_Extract to read_:
‘Capitalism: A Love Story’ – Movie Review

I was one of many teenage romantics in the 70s who harboured some half-baked Marxist ideals. That is, until I got around to actually reading Marx’s Communist Manifesto. Great opening: “A spectre is haunting Europe.” Shame about the rest. It quickly became apparent to me that Karl wasn’t factoring in something rather important – human nature.

A glimpse behind the ‘Iron Curtain’ during an extended travelling stint in the early 80s dispelled any lingering illusions about communism. I stayed a few days in Budapest, spent a day on the bleak side of the Berlin Wall, and voila – cured. Capitalism was far from perfect, but it was a helluva lot better than the alternative in practice. And that was the end of the debate as far as I was concerned.

Or was it? I wasn’t thrilled with my lot in the happy cappy system, and as time has progressed I have become less and less content. I am in contempt of the dull materialism that has us by the nuts. I am in contempt of the state of management in this country. I am in contempt of the rampant selfishness that you encounter daily, of the “me first” mentality that is endemic in these dreary times. To misquote Brando in On The Waterfront, ask me what I’m in contempt of and I’ll answer “whaddayagot?”

My gripes certainly include Michael Moore. Moore is, to my mind, a propagandist of the first order, not to mention an egotist. As I see it, he has made a career (and multiple millions) from hijacking the Left and making it his own – not to mention attaining a notoriety that has guaranteed him a place in the public spotlight that I suspect he has always coveted.

Don’t get me wrong – he’s the goods as a documentary filmmaker. Clever, funny, entertaining, confrontational, adept at hitting emotional triggers in his audience. But he’s less than honest in that, like any propagandist, left or right, he wilfully misrepresents the facts in the service of pushing his causes and demonising his enemies, while posturing as a noble and courageous warrior for Truth. His primary agenda is to persuade, not to illuminate (and, methinks, to promote himself as much as his ideological causes). A bit like a lawyer, really – but the propagandist operates on a much grander scale, and is thus a far more potent creature.

You’ll be unsurprised to learn, then, that I attended Moore’s latest work, Capitalism – A Love Story, with a less than open mind.

Luna Cinema’s Tony Bective observed in his pre-screening address that “love him or loathe him, Moore is important because he makes us think.” He added that while Moore tends to polarise people, Capitalism – A Love Story has received accolades from both the left and right. Hmmm. OK. Get the lights down. Let’s see what ya got for us this time, fat boy.

And what did he have? A magnificent slashed canvas of a film, simmering with lethally contained outrage at the banks and Wall Street and the fat cats of corporate America who have wrecked the American Dream (and raped the world economy) on the rocks of their avarice and greed. Moore’s thesis (and the case he puts in this film is compelling) is that this Dream that America was founded on – that anyone, of any ethnicity, from any background, has an equal opportunity to succeed through enterprise and hard work – is a ruse.

_Objectives_:
1. Answer these about the movie review:
(a) In which decade was the writer a teenager with half-baked Marxist ideals?
(b) In which city did the writer stay a few days during the travels of the early 80s?
(c) Who gave the pre-screening address, and for which cinema?
2. Quote the movie review word for word from "And what did" up to and including "work – is a ruse.".
The data after the movie review aren't needed for anything here.

_Provided information_:
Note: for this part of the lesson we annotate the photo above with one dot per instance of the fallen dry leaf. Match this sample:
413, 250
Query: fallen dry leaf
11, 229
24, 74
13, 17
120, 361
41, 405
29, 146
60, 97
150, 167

_Solutions in order_:
1.
(a) The 70s.
(b) Budapest.
(c) Tony Bective, of Luna Cinema.

2.
And what did he have? A magnificent slashed canvas of a film, simmering with lethally contained outrage at the banks and Wall Street and the fat cats of corporate America who have wrecked the American Dream (and raped the world economy) on the rocks of their avarice and greed. Moore’s thesis (and the case he puts in this film is compelling) is that this Dream that America was founded on – that anyone, of any ethnicity, from any background, has an equal opportunity to succeed through enterprise and hard work – is a ruse.